Rescale the items below by reproducing every line, requests included, with each coordinate in the answers multiplied by 2.5 and rounded to a whole number, halves rounding up. Numbers in the requests and their format samples stay unchanged.

__RECORDS FOR THE TASK__.
----------------

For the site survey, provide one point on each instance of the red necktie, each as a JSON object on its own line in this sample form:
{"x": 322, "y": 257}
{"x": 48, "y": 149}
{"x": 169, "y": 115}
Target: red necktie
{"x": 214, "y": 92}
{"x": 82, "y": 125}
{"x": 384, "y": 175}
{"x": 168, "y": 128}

----------------

__RESPONSE TO THE EXERCISE__.
For the site survey, provide one point on each instance of the red necktie, each as a JSON object on its own line in this sample form:
{"x": 322, "y": 257}
{"x": 48, "y": 149}
{"x": 169, "y": 115}
Target: red necktie
{"x": 535, "y": 230}
{"x": 205, "y": 313}
{"x": 960, "y": 438}
{"x": 420, "y": 320}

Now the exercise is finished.